* BEGIN *

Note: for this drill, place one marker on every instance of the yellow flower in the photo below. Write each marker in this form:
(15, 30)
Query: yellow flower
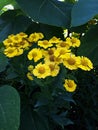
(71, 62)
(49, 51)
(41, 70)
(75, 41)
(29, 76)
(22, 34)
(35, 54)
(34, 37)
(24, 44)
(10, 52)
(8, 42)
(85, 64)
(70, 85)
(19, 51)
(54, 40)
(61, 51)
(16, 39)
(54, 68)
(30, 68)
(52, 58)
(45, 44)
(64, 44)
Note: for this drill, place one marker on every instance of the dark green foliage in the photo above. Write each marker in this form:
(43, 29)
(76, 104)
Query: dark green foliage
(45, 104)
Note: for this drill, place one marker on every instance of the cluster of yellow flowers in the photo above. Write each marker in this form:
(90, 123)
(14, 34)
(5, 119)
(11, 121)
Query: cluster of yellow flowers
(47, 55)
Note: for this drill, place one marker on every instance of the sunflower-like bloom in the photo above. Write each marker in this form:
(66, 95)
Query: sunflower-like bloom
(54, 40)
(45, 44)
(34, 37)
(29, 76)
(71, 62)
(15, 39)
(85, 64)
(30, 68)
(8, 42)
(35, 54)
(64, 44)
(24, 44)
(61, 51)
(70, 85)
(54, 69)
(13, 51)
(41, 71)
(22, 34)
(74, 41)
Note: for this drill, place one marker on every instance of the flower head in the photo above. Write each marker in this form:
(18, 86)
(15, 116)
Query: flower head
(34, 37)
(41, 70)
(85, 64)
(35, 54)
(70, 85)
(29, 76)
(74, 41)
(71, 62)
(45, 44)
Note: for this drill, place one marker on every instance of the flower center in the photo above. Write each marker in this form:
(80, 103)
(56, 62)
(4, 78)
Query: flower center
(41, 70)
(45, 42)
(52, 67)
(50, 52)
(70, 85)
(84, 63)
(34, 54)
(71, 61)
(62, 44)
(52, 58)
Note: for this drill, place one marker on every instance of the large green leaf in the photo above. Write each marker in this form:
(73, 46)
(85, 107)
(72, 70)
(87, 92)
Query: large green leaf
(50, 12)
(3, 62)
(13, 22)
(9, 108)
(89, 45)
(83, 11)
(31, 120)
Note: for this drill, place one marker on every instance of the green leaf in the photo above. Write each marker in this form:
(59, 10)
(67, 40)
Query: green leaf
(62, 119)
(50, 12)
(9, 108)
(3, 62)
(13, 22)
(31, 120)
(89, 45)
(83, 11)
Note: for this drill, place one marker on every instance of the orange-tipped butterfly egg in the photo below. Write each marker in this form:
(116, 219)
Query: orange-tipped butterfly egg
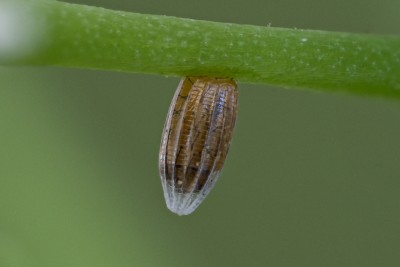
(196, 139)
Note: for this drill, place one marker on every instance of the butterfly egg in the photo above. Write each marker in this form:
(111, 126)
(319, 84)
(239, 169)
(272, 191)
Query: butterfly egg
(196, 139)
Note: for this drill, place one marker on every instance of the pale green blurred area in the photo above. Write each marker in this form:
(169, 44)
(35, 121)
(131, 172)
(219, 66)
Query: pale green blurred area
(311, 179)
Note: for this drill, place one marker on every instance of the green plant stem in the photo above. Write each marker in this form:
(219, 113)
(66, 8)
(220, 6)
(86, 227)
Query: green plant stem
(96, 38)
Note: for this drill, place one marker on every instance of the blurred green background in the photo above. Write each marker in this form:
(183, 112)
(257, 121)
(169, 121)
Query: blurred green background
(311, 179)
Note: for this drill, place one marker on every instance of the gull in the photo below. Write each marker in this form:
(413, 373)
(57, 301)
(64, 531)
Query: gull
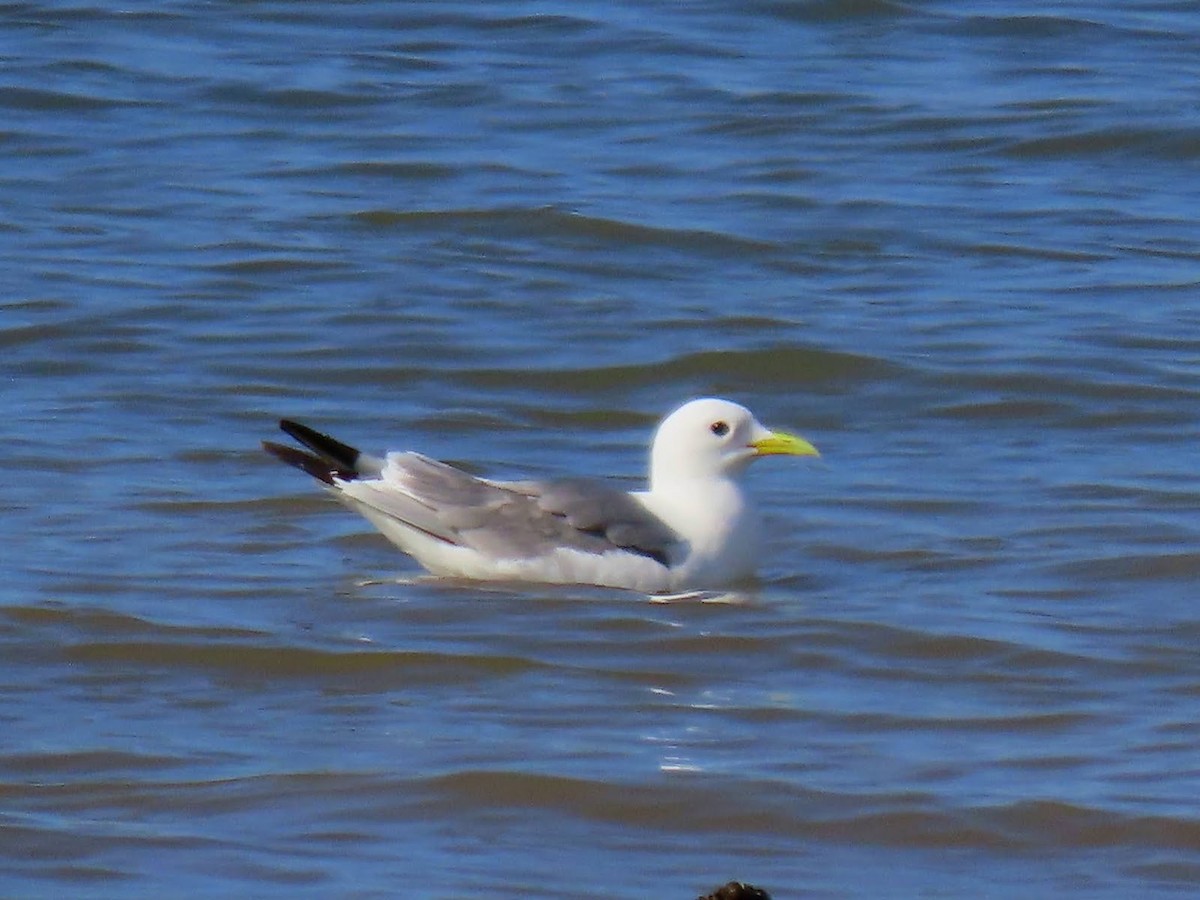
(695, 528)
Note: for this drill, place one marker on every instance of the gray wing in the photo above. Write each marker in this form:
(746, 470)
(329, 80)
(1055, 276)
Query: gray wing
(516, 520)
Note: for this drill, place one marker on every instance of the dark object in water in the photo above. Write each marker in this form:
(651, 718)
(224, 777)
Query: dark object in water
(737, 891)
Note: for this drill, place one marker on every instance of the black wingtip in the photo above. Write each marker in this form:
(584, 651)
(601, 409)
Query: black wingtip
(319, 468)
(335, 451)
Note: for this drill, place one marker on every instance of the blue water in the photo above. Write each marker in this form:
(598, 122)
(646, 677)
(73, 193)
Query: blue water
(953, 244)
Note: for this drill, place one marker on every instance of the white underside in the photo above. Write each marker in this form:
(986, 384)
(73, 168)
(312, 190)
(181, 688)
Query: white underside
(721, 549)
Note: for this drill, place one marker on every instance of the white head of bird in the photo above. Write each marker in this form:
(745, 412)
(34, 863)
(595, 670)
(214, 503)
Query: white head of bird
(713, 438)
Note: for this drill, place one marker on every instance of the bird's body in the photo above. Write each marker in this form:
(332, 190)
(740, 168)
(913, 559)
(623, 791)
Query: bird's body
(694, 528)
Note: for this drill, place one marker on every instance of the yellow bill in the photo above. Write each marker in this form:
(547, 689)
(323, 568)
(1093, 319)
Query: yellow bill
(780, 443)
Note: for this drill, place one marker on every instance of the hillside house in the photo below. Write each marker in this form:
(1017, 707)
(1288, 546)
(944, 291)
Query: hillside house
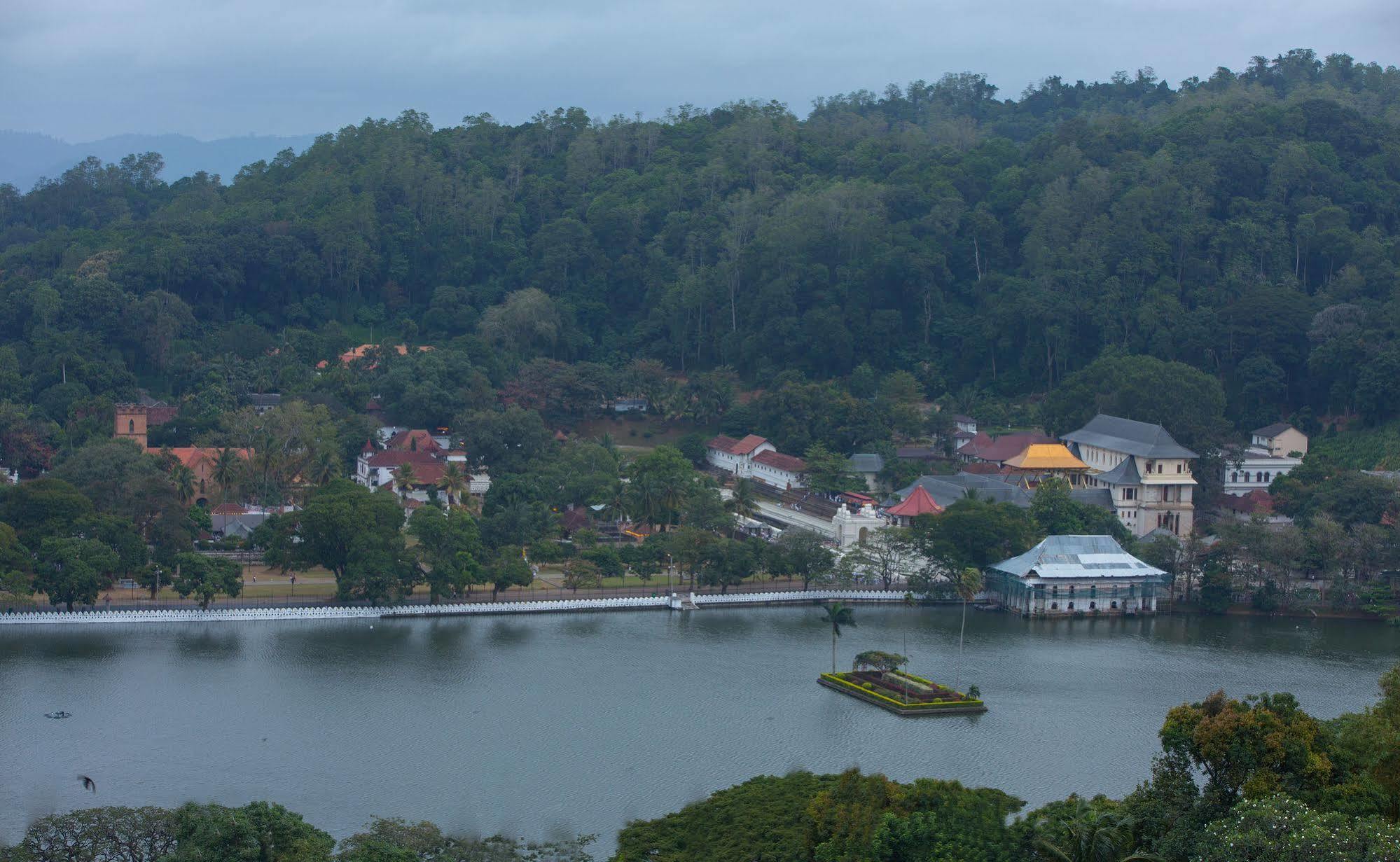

* END *

- [Work to complete]: Repeat the lines from the line containing "of the bird's" through the end of the material above exactly, with no pictures and nothing else.

- [Output]:
Note: for this drill, place one marker on every instance of the bird's body in the photo above. Write each marker in this form:
(332, 190)
(740, 168)
(913, 559)
(623, 791)
Query: bird's body
(694, 528)
Note: for this drill, place one marker on every instance of the yellow bill in the photo above. Write each marker in this form:
(547, 689)
(323, 568)
(1093, 319)
Query: yellow bill
(780, 443)
Note: for this drill, place one marker on every instance of the hillside house in the photo below. Write each marker in this form:
(1017, 707)
(1288, 546)
(944, 291)
Query: hillside house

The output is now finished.